* **ACTIVITY**:
Only one stretch of the data below should be repeated: the lines from the line containing "request = one point per instance of the white lollipop" through the line containing "request = one point per instance of the blue stripe", inclusive, exactly as they are.

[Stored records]
▽

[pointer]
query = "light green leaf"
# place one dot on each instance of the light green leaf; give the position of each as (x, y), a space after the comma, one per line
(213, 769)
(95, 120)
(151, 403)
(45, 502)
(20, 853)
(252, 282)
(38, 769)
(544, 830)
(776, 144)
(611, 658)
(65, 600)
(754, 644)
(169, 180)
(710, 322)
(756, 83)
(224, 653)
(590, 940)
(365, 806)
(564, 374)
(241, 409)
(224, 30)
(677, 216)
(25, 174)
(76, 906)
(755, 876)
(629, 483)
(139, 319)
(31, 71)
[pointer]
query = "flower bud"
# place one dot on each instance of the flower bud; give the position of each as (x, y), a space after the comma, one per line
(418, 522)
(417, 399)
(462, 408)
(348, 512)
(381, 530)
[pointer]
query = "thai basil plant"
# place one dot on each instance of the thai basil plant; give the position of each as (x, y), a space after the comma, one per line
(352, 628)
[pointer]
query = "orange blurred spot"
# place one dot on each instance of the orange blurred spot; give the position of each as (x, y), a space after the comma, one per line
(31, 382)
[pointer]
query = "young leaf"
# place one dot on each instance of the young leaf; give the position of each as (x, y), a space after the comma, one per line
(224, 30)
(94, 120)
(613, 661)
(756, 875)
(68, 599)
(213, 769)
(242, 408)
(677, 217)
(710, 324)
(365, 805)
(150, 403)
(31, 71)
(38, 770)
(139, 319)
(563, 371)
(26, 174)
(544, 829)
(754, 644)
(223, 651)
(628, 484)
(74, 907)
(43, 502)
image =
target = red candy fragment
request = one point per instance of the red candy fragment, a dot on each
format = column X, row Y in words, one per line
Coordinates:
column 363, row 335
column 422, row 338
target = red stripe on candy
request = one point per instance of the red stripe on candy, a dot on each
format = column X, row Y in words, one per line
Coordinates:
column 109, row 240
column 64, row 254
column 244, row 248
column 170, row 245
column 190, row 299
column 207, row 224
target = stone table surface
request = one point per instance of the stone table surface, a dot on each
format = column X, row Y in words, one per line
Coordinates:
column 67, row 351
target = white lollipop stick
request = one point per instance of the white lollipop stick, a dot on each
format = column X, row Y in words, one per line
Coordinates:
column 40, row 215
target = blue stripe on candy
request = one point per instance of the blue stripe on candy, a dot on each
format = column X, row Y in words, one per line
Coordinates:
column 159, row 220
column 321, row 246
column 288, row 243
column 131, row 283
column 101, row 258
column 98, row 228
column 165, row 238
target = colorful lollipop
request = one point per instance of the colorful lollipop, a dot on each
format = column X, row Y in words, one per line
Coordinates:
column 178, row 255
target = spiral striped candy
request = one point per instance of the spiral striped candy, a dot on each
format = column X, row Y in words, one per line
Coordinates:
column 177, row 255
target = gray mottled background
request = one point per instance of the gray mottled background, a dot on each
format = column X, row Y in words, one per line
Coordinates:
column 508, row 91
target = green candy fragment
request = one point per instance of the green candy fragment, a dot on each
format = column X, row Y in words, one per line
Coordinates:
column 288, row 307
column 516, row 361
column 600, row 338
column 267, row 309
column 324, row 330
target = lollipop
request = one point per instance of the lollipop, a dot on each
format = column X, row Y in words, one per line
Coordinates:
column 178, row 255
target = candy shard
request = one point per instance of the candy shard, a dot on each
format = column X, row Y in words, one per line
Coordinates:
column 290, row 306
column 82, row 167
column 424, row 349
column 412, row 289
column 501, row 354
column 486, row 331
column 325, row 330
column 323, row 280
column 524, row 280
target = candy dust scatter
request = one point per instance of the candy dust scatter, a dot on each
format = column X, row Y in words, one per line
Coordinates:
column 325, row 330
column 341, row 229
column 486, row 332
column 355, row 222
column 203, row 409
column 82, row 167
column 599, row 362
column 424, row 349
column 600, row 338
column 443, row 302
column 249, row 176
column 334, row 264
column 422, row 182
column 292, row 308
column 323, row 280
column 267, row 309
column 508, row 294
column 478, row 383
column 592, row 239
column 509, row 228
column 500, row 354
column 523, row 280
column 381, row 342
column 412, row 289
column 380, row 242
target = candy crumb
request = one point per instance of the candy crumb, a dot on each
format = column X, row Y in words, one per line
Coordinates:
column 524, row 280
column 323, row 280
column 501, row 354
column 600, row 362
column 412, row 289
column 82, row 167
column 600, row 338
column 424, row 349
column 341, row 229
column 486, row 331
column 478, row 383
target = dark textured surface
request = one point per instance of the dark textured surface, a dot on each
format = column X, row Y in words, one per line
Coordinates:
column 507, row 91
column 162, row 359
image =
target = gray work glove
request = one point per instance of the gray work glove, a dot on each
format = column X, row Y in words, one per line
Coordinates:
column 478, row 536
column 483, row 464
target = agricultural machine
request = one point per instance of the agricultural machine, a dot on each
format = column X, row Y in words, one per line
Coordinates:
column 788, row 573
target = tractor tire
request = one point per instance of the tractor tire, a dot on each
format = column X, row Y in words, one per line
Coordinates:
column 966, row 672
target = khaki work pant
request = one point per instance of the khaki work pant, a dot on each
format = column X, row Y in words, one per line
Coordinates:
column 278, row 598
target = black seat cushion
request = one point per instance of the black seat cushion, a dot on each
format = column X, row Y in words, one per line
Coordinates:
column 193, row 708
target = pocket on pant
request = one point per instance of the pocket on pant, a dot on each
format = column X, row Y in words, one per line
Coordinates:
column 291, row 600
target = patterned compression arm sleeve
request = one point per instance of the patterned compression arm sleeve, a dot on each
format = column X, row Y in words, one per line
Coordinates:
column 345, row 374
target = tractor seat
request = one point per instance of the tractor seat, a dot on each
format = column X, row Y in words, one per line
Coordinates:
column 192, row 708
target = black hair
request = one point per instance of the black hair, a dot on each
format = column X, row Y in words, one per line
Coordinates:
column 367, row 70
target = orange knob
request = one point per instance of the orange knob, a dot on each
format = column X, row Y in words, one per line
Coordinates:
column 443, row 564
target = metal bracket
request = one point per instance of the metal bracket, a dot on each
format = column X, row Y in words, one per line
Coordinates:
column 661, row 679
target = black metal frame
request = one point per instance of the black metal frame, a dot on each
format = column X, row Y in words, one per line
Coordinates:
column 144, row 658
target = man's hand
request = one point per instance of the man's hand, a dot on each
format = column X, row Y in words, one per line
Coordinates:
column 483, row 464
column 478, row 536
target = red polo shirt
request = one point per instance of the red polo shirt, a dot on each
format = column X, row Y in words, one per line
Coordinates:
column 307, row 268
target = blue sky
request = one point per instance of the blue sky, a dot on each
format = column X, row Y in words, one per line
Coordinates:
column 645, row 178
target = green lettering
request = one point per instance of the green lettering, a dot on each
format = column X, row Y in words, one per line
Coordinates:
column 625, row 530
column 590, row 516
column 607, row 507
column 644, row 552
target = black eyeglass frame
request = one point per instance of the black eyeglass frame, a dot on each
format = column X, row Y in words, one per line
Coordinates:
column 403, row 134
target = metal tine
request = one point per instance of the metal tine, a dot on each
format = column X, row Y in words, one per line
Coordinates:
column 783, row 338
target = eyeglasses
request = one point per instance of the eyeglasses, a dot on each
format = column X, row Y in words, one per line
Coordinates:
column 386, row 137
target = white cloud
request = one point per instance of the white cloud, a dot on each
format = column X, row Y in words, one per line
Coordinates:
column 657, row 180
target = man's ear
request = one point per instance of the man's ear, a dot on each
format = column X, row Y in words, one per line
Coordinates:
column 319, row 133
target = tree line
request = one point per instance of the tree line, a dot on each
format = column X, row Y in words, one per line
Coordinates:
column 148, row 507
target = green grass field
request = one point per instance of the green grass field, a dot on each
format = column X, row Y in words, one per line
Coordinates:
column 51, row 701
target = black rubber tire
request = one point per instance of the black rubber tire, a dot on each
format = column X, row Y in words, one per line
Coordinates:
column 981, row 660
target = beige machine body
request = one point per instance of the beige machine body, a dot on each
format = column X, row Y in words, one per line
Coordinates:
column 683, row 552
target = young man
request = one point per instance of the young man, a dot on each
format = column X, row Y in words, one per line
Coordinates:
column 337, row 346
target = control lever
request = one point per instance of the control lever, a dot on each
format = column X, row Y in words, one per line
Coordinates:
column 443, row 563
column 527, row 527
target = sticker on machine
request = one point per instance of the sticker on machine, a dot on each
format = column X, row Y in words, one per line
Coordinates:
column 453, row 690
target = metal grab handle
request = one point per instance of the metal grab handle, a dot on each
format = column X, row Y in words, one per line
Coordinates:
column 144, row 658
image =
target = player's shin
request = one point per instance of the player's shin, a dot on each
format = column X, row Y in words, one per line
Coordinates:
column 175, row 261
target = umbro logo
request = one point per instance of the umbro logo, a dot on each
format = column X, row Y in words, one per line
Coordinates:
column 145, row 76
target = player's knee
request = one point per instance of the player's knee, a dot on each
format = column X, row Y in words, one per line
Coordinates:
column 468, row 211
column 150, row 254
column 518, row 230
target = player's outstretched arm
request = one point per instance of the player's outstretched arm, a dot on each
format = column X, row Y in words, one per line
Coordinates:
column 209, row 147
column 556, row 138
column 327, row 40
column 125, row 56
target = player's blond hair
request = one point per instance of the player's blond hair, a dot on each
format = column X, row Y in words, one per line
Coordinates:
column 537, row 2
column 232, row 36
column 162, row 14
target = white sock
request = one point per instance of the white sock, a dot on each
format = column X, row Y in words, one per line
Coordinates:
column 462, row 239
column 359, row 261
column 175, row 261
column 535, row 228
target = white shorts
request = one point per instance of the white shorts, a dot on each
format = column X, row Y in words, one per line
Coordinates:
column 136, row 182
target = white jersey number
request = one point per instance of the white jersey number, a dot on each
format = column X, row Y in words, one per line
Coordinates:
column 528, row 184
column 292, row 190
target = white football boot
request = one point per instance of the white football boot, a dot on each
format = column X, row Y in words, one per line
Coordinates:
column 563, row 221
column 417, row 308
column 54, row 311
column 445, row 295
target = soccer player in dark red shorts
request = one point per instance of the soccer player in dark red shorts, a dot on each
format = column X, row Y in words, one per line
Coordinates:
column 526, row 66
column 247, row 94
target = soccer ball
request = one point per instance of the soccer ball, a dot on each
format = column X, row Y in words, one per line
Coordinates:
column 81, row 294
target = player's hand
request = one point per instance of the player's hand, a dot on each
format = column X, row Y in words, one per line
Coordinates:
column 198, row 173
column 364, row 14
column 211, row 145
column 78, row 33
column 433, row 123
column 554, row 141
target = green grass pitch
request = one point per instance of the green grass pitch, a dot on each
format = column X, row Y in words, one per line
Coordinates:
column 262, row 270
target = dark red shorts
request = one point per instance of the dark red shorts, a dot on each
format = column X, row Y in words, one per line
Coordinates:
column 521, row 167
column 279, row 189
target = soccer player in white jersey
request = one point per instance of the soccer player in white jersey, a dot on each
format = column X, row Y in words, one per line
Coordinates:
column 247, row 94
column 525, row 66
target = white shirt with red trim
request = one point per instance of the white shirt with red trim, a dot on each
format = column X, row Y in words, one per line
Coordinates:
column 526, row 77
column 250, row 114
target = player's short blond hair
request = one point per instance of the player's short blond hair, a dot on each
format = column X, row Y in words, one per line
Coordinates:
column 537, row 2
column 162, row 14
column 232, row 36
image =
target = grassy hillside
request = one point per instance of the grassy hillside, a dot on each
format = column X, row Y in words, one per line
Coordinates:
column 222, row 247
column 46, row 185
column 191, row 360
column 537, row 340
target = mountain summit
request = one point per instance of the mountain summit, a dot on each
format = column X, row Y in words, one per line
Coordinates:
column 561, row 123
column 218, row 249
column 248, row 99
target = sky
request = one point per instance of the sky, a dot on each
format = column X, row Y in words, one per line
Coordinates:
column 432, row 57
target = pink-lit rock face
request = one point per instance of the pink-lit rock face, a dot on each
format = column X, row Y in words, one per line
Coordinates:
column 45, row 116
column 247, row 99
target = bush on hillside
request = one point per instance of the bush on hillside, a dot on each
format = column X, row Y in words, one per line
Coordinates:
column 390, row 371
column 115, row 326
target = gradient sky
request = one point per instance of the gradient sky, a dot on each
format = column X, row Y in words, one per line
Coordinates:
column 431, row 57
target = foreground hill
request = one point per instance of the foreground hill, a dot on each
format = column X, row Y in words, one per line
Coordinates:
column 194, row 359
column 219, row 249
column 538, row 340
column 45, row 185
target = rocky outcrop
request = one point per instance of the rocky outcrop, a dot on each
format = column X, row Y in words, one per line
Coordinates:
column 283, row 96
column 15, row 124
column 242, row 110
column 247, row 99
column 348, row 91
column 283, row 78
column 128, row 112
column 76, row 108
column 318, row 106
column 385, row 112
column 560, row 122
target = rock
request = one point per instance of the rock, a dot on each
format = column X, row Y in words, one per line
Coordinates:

△

* **YOUR RESPONSE**:
request = one point per instance of the white lollipop stick, a dot on each
format = column X, row Y in words, one per line
Coordinates:
column 40, row 215
target = blue stripe on candy
request = one point per instance of the blue stripe on candy, a dot on each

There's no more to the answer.